§ **Work to be completed**
All of the records that follow need to be copied word for word, without the pictures.
++++
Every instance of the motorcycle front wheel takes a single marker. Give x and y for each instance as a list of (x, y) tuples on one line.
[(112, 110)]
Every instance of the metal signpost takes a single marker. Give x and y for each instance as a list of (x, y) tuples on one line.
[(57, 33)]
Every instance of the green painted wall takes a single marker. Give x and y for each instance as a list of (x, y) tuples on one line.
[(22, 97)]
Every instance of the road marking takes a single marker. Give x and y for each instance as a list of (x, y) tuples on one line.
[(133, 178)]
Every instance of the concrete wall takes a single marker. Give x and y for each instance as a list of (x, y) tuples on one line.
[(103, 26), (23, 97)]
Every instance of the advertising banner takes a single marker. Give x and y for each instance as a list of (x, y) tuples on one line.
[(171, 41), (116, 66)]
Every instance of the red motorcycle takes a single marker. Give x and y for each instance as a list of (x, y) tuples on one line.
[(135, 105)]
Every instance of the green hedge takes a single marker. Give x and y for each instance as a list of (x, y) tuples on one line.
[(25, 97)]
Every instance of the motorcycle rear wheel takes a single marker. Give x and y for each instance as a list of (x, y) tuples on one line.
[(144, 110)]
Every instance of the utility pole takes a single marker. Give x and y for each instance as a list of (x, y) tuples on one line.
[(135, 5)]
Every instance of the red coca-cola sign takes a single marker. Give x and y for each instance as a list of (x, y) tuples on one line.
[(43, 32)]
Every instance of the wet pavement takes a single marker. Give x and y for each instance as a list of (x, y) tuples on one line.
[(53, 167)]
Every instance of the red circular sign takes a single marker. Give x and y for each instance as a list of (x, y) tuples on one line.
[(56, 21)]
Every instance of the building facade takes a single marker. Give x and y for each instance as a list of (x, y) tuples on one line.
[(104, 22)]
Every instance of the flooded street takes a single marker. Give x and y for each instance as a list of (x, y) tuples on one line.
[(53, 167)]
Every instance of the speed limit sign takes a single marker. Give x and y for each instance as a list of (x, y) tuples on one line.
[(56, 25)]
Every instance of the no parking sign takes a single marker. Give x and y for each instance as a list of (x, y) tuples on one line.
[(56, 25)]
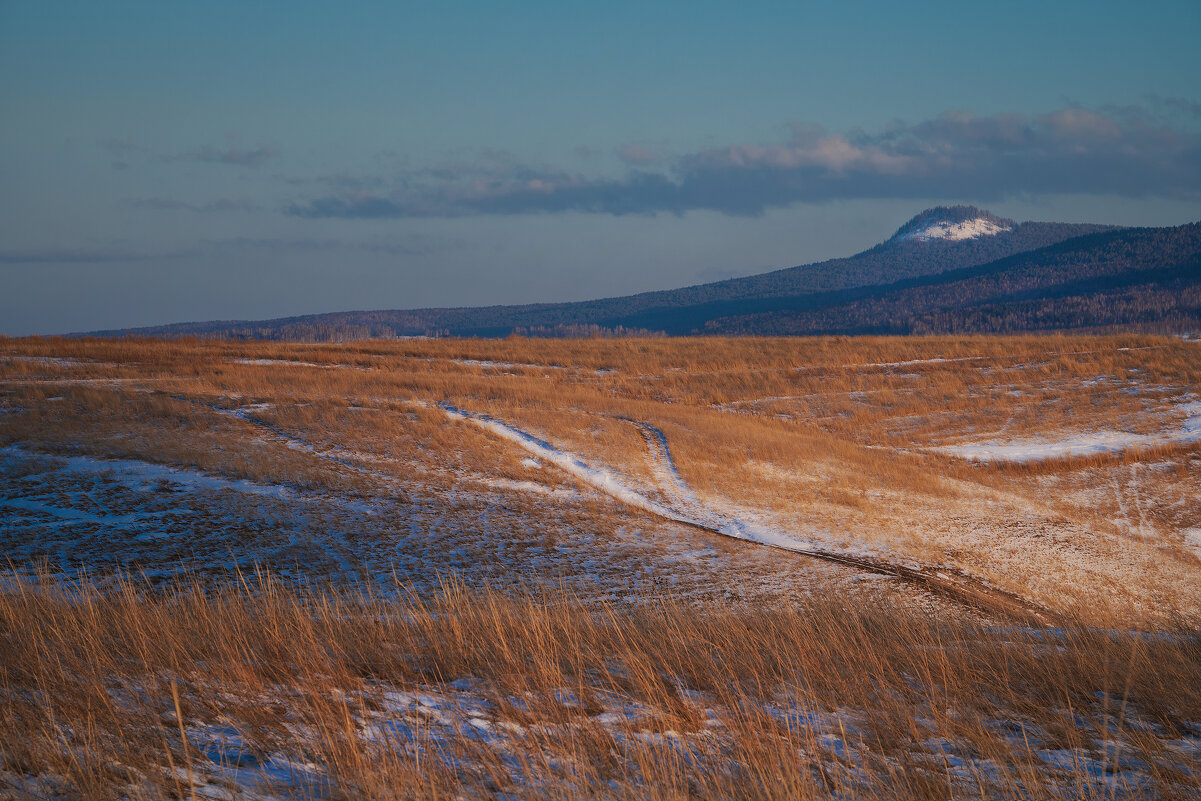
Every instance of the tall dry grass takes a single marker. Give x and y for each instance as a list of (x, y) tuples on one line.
[(107, 694), (829, 437)]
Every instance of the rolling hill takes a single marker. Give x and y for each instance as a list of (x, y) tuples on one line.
[(950, 269)]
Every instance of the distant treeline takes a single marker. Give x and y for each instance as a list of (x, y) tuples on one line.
[(1037, 276)]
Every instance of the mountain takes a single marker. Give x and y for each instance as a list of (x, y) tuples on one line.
[(948, 269)]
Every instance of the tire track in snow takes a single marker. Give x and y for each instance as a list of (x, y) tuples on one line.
[(692, 512)]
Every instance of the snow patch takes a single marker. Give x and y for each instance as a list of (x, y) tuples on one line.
[(1080, 444), (956, 231)]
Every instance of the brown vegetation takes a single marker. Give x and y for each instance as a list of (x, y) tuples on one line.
[(131, 693)]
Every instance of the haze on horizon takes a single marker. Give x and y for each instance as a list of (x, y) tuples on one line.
[(162, 162)]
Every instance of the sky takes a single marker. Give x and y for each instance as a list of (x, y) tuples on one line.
[(167, 162)]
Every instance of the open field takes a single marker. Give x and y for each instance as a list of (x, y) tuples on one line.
[(626, 568)]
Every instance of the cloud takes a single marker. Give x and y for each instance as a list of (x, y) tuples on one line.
[(171, 204), (1130, 151), (69, 256), (411, 245), (639, 155), (229, 155)]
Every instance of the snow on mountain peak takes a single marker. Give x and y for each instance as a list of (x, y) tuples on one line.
[(952, 223), (966, 229)]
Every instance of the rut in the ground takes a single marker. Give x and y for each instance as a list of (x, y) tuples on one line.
[(685, 507)]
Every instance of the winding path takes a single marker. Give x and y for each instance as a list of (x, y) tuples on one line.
[(685, 507)]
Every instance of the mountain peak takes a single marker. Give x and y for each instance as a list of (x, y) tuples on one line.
[(952, 223)]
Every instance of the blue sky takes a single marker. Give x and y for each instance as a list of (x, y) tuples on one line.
[(162, 162)]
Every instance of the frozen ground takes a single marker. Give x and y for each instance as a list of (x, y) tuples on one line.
[(1027, 449)]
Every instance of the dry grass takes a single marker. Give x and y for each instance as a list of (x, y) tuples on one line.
[(813, 685), (826, 437), (118, 694)]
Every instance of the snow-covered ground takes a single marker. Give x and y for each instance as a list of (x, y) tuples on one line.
[(957, 231), (1028, 449)]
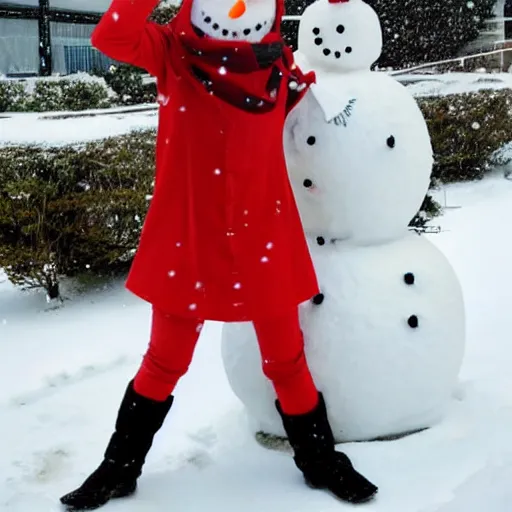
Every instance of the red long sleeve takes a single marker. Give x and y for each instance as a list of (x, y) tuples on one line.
++++
§ **Exercise result**
Every instance of the motorcycle front wheel takes a single marker. Give x and y for each instance as a list of (x, y) tuples on one line.
[(112, 110)]
Every instance of the metal signpost takes a single marker. Give x and y for each instance as a list of (x, y) tuples on one line.
[(57, 33)]
Every instance of the green painted wall takes a single marker. Give x and y for each instance as a list of (x, y) tuples on one line.
[(22, 97)]
Every instance of the road marking takes a single marker. Give x and y for each instance as a list of (x, y) tuples on one line.
[(133, 178)]
Every instance of the concrete wall takes a single marker. Give x and y for each instance as a list of (x, y) tuples on one line.
[(103, 26), (23, 97)]
Every instance of the advertising banner takes a single marker. Give x and y for each instance as a list of (x, y) tuples on one line.
[(171, 41), (116, 66)]
Every instance of the red motorcycle takes a single marker. Give x and y for each instance as a list of (x, y) tuples on one line.
[(135, 105)]
Every instance of the green hedge takes a single marker. Give x and y for each instance as a list of (x, y) tuples on one line.
[(25, 97)]
Every instance of the motorcycle rear wheel takes a single marker. Give x and y for each instance as a list of (x, y) tuples on one line.
[(144, 110)]
Every instance of the utility pole takes a single marker. Give x and y for each instance as a list of (x, y) tuples on one line.
[(135, 5)]
Every instance of the red coca-cola sign takes a single marker. Give x and y for each instance as a list of (x, y) tuples on one line.
[(43, 32)]
Every instance of the wet pavement takes a single marker. Give x and y for each instance as a list of (x, y) tuples on one line.
[(53, 167)]
Every instance of the red circular sign takes a single marker. Give x and y for each instance as a list of (x, y) tuples on one line.
[(56, 21)]
Every instance of the building facade takes a single marker. Give x and y for each instance as a list of (x, y) tuples on one line.
[(104, 22)]
Every instance of the flooded street takes a single marker. Give x and y for each instance as a list of (x, y) tuples on one line.
[(53, 167)]
Every instance of the speed limit sign takes a single marker. Give x and y for each instance as a list of (x, y) tuples on one line.
[(56, 25)]
Every instance of the no parking sign takes a single marker. Give x and y for each instance as a list of (x, y) tuples on one line.
[(56, 25)]
Every instance of the tall dry grass takes a single marker. Give x and y for each instance as a list of (x, y) tuples on one line.
[(107, 694), (829, 437)]
Every instance of the rolling hill takes a single marker. Give x and y for each instance as a list of (x, y) tuples on one line.
[(950, 269)]
Every instance of the distant treeline takes a single marker. Give x and y for each instance as a list of (x, y) tuples on one line.
[(1037, 276)]
Every instance of the mountain takes a single marker. Give x and y for each instance as a list of (x, y) tuples on one line.
[(948, 269)]
Every instance of the tire track in snow takes a single marker. Give x and y for each instance as a list of (x, y) tuples on one line.
[(692, 512)]
Every instance of the snow patch takes a single marker. Give x and y for each instance as a list of (x, y) tuples on one line.
[(1080, 444), (956, 231)]
Every instance of the brown vegetation takes a single marker. Give x and y for each instance as a list of (x, y) tuples on one line.
[(131, 693)]
Every instance of the haze on horizon takes a single marker. Give x and y for each instance as a list of (x, y) tuples on one line.
[(162, 162)]
Every instance of the sky takes a single marker. Give x and y for each instance as a list of (x, y) tuples on one line.
[(167, 162)]
Every instance of the open field takes a single marker. Give x and y for each instance as a list of (x, y) tuples on one line.
[(626, 568)]
Every instance of the cloud takes a single marker. Give x and y for each instance as a list of (x, y) tuples on one line.
[(171, 204), (1130, 151), (69, 256), (411, 245), (639, 155), (229, 155)]
Every instance of the snow on mountain peak takes a single marker. Give x and y for each instance as a list of (x, y) tuples on one line.
[(952, 223), (966, 229)]
Every instance of the rut in the ground takes a single marker. Give x and y for each instance as a list of (x, y) tuples on one line.
[(685, 507)]
Every instance of the winding path takes a single marker. Give x and y for each instance as a list of (x, y) tuples on one line.
[(685, 507)]
Every instance of the mountain peak takes a single marker. Give x and y for each instance as a list of (x, y) tuples on one line.
[(952, 223)]
Every instance of the blue sky takes a single marker. Give x and y for each instance as a list of (x, y) tuples on one line.
[(162, 162)]
Every instance of the frozen ground takes a single marker. Give x and y for each instance as a list of (x, y) tuples on one line.
[(1027, 449)]
Every instance of the dry grass takes a single marker. Give x and y for each instance as a list of (x, y) tuples on one line.
[(813, 685), (826, 437), (118, 694)]
Every instance of the snow-covered ground takes a single marker. Give x and y for each instance as a list of (x, y) tuples on one line.
[(957, 231), (1028, 449)]
Every instance of the red long sleeve takes a single marker. Give x and y for each instance as a list of (x, y) tuples on one line.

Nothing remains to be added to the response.